Passage shown
+===+
Attachment A provides an overview of the current Public Entity program, renewal options and estimated associated premiums, and the agency’s loss history.  The Recommended Program, Option A, includes total limits of $300 million with $8 million retention and provides terrorism coverage at all levels.  Attachment B shows the tentative Public Entity program carriers selected and program structure.

 

Determination_Of_Safety_Impact
DETERMINATION OF SAFETY IMPACT

 

Approval of this recommendation will not impact the safety of Metro's patrons or employees.

 

Financial_Impact
FINANCIAL IMPACT

 

Funding for eleven months of  $6.3 million for this action is included in the FY20 budget in cost center 0531, Risk Management - Non Departmental Costs, under projects 300022 - Rail Operations - Blue Line, 300033 - Rail Operations - Green Line, 300044 - Rail Operations - Red Line, 300055 - Gold Line, 300066 - Rail Operations - Expo Line, 301012 - Metro Orange Line, 306001 - Operations Transportation, 320011 - Union Station, and 405533 - Commuter Rail in account 50602 (Ins Prem For Gen Liability).  Additional funds required to cover premium costs beyond FY20 budgeted amounts will be addressed by fund reallocations during the year.

 

The remaining month of premiums will be included in the FY21 budget request, cost center 0531, Risk Management - Non Departmental Costs, under projects under projects 300022 - Rail Operations - Blue Line, 300033 - Rail Operations - Green Line, 300044 - Rail Operations - Red Line, 300055 - Gold Line, 300066 - Rail Operations - Expo Line, 301012 - Metro Orange Line, 306001 - Operations Transportation, 320011 - Union Station, and 405533 - Commuter Rail in account 50602 (Ins Prem For Gen Liability).  In FY19, an estimated $4.5 million will be expensed for excess liability insurance.
+===+
Recorded information
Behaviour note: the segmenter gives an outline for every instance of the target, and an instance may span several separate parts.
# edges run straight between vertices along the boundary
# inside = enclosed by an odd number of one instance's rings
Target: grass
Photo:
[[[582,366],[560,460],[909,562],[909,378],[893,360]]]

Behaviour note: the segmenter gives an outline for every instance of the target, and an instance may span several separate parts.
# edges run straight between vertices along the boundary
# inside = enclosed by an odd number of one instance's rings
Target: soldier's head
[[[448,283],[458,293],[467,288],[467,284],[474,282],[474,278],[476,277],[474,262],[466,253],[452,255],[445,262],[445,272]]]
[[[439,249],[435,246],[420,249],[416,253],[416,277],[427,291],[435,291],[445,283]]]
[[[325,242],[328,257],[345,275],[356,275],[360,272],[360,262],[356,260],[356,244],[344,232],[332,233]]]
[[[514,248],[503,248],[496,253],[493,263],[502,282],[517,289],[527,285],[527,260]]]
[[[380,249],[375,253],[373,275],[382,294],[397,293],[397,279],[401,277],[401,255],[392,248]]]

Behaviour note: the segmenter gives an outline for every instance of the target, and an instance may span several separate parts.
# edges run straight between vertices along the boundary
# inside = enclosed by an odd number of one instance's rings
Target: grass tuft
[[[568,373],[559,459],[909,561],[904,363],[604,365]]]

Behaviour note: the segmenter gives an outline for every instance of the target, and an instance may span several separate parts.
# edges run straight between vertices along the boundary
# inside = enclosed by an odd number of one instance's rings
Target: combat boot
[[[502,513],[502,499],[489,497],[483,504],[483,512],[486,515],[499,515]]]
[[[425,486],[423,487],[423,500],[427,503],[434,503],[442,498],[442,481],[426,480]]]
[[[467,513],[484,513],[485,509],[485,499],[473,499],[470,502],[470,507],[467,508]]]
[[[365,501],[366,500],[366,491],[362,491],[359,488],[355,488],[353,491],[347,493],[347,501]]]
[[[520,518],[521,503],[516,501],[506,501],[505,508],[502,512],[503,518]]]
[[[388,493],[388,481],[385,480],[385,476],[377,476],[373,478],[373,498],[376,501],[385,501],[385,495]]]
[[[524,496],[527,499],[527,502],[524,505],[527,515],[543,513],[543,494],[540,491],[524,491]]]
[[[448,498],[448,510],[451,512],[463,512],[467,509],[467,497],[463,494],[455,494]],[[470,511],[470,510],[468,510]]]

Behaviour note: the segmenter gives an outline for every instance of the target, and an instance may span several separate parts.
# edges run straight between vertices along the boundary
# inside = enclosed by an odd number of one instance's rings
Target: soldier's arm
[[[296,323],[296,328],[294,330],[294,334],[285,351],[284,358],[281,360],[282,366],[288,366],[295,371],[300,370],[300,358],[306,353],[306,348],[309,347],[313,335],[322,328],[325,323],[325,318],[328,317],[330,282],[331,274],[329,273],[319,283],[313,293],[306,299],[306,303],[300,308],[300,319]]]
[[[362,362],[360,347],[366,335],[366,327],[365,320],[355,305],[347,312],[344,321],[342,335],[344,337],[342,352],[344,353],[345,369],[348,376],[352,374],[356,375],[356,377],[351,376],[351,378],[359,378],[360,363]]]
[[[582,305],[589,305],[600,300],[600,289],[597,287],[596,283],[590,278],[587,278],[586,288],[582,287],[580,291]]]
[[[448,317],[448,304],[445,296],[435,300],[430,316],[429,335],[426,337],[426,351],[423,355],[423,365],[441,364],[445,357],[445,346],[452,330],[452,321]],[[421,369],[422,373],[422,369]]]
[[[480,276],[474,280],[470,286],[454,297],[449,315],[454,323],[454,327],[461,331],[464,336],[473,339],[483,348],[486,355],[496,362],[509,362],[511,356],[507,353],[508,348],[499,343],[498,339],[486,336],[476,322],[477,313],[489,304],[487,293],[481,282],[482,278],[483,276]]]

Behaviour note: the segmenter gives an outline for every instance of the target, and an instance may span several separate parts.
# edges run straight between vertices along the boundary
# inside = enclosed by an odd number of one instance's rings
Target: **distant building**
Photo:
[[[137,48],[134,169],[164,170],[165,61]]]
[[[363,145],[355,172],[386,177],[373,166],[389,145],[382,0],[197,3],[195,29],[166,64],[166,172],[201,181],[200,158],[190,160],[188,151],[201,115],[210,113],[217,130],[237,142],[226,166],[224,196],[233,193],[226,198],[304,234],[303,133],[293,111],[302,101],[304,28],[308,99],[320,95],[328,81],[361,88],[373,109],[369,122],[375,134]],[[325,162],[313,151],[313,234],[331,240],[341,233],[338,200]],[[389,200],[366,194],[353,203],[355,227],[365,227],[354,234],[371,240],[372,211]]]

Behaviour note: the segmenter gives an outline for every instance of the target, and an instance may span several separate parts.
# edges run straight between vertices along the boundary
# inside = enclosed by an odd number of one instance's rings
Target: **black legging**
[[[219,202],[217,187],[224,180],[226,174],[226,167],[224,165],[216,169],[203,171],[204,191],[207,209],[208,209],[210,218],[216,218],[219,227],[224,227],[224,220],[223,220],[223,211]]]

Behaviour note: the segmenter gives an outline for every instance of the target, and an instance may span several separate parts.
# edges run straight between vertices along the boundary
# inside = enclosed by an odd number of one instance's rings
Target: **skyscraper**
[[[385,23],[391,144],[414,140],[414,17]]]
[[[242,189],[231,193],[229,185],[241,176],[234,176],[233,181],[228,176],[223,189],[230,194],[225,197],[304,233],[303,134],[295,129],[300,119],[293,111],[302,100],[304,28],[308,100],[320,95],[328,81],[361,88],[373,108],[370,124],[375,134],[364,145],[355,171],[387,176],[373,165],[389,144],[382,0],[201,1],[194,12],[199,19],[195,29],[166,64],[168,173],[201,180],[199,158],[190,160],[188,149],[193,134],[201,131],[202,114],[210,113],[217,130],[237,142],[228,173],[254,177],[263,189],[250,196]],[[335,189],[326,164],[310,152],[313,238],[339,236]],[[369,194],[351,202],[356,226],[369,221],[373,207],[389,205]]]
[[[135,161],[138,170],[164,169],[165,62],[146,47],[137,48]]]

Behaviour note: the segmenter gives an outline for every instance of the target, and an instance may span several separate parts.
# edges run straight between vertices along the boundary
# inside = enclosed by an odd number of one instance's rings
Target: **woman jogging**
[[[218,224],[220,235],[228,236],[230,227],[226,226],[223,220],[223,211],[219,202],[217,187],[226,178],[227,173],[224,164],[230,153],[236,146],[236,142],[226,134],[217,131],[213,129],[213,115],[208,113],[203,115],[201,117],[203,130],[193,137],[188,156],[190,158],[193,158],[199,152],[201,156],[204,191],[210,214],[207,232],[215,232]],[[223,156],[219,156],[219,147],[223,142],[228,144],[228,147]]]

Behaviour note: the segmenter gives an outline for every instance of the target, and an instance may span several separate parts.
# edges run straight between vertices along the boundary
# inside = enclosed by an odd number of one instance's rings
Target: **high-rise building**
+===+
Task details
In the insurance passage, what retention does the Recommended Program, Option A, include? Answer from the insurance passage alone, not from the listing.

Response
$8 million